■ **Exercise requirements**: What lines of the listing include the string "below"? Show them all.

■ **Raw data**:
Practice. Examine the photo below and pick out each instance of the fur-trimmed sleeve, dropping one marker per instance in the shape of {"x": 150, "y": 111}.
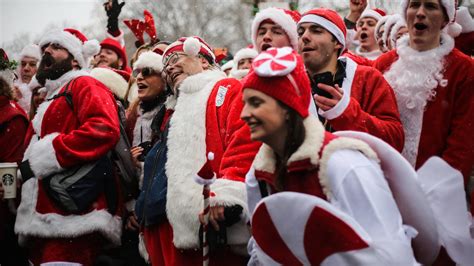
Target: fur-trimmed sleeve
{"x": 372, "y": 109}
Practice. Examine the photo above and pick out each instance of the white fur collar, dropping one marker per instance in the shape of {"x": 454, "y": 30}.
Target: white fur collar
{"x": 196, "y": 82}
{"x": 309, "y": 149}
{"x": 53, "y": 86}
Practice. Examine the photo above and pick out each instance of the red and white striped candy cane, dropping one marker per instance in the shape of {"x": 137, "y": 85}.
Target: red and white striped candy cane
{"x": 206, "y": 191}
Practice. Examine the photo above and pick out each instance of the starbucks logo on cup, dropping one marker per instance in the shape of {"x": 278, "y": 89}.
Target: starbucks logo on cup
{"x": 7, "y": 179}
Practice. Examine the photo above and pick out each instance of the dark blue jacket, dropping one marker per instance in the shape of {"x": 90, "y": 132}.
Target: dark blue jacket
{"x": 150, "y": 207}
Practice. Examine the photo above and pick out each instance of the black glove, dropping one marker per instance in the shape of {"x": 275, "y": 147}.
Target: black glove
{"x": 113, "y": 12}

--

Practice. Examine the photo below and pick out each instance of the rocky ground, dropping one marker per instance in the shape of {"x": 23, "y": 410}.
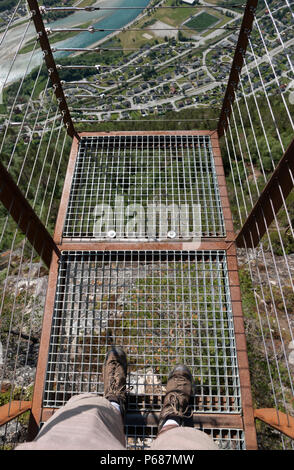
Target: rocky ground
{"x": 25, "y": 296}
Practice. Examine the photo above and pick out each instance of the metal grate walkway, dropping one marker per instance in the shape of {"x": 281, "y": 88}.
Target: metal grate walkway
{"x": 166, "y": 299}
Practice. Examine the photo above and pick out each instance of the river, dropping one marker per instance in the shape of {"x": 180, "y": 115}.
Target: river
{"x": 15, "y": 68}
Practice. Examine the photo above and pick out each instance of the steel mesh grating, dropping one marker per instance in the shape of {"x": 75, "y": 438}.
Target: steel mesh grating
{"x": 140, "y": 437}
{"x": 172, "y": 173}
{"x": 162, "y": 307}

--

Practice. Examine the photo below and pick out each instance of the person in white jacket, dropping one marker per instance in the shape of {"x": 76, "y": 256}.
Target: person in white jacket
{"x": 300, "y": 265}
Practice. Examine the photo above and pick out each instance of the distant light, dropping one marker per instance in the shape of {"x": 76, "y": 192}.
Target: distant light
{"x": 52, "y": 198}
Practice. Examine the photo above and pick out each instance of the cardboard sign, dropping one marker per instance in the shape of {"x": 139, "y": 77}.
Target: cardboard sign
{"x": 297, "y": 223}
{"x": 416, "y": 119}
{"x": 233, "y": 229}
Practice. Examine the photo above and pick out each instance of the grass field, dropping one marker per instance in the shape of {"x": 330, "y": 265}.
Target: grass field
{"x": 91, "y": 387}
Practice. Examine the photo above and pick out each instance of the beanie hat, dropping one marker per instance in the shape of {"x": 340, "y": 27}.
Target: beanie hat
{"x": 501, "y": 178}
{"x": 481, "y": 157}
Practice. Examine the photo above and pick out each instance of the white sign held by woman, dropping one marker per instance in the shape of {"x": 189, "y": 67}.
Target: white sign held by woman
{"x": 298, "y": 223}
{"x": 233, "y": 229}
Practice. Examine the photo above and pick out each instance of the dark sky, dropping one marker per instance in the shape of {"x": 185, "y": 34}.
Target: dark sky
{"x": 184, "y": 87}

■ **Solution to the exercise**:
Practice. Examine the photo below and pick out each instance of the fur-trimmed sleeve, dropping one marker per instance in the shape of {"x": 150, "y": 111}.
Practice. Examine the photo below and pick out each instance of the rocky ground, dropping one marker per instance in the shape of {"x": 23, "y": 410}.
Practice. Examine the photo below and pick out each instance of the person in white jacket, dropping one marker per instance in the shape of {"x": 76, "y": 256}.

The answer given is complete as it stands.